Text passage ::

>> BEGIN

The idea that East Lancashire is lacking in culture just isn't true - and that's especially the case across Hyndburn
Almost as soon as you walk into the pop-up cafe in Clayton Community Centre comes the question: “Can I get you a brew?” It’s instantly welcoming. Patterned tablecloths, bright pictures on the walls and a dresser filled with artwork made by people who have been dropping in for a free cuppa and a creative session on Wednesday mornings.
This is one of many projects run in Hyndburn by arts programme Super Slow Way, and sitting down together over a pot of tea is often how they begin. There’s no pressure here in Clayton Community Centre to chat or to take part in a workshop – which so far this year have included flamenco guitar lessons, Scandi paper cut wall hangings and how to use a sewing machine. You can sit quietly with your own thoughts if you prefer.

>> END

Items from a data source
>> BEGIN

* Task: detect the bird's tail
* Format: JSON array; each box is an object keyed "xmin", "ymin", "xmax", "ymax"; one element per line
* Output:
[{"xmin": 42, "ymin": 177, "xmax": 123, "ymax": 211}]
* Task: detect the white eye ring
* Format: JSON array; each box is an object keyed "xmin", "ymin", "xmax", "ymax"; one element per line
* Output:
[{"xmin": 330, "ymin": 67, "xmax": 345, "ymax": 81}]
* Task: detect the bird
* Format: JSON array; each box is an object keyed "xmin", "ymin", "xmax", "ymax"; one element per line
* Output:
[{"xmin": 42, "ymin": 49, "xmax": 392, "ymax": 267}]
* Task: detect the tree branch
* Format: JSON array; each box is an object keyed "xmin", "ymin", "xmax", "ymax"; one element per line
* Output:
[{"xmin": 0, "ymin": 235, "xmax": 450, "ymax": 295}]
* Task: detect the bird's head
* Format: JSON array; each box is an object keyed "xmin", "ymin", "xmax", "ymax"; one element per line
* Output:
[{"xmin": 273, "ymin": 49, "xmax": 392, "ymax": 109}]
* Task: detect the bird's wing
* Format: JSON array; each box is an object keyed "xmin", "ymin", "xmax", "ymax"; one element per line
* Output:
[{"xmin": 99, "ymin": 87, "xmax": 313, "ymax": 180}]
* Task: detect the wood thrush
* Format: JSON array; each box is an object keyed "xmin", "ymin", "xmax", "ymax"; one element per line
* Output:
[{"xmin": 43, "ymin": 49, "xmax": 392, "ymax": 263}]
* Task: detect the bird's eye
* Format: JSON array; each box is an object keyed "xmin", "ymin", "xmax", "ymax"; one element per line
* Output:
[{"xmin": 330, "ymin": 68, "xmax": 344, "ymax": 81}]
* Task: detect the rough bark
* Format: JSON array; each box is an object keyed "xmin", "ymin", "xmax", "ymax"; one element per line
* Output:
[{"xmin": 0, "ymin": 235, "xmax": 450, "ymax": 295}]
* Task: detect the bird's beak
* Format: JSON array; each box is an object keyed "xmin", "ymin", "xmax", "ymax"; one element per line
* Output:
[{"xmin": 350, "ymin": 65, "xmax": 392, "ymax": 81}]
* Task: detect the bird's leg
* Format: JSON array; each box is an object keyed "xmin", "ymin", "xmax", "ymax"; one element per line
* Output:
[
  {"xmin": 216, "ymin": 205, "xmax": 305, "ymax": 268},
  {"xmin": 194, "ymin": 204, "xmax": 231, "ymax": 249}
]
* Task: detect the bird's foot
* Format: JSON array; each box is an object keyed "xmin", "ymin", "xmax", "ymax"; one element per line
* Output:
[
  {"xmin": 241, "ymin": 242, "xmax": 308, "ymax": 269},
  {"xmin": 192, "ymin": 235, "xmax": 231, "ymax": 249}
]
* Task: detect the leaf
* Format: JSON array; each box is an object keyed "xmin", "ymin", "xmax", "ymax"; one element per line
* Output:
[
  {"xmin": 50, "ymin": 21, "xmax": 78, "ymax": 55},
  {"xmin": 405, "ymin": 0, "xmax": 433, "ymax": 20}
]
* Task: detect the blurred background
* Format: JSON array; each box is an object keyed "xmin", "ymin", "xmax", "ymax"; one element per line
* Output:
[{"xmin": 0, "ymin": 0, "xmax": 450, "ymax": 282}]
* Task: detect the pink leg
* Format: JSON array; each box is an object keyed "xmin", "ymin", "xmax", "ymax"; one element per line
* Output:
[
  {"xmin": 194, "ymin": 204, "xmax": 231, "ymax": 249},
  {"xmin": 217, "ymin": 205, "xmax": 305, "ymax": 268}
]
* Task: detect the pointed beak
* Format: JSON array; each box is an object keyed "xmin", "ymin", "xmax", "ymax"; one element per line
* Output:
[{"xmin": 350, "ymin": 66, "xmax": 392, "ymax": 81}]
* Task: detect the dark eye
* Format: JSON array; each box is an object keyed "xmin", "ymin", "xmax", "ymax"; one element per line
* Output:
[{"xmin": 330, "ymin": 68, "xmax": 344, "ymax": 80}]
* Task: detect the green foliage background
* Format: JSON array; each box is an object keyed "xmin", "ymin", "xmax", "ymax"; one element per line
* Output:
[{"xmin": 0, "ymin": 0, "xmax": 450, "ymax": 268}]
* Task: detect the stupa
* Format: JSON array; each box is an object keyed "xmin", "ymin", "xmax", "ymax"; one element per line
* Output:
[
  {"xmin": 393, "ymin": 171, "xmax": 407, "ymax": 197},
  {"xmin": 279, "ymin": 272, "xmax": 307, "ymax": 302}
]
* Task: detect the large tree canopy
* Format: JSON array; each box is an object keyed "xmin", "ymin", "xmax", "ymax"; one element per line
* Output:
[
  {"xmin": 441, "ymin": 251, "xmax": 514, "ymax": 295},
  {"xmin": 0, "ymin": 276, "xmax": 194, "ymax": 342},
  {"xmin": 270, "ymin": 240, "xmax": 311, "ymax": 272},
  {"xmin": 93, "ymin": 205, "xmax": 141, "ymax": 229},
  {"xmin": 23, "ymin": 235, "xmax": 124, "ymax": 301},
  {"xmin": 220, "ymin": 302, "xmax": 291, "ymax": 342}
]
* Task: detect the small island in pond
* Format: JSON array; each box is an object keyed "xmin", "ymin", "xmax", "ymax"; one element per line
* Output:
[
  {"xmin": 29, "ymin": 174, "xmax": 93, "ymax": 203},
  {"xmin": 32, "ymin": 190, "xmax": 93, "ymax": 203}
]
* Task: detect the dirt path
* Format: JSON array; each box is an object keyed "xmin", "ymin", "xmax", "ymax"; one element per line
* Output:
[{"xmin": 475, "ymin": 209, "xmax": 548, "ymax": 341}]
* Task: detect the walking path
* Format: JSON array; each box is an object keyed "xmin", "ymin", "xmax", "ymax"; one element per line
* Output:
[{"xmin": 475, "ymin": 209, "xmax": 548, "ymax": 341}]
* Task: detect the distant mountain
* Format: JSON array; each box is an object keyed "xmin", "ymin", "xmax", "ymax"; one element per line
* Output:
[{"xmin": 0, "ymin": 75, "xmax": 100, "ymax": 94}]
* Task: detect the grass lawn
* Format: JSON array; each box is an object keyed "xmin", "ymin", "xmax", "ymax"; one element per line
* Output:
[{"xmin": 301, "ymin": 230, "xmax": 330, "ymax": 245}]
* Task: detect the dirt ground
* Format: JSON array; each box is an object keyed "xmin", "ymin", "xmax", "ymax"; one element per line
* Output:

>> END

In the passage about the pop-up cafe in Clayton Community Centre, on which mornings do people drop in for a free cuppa and a creative session?

Answer for the task :: Wednesday mornings.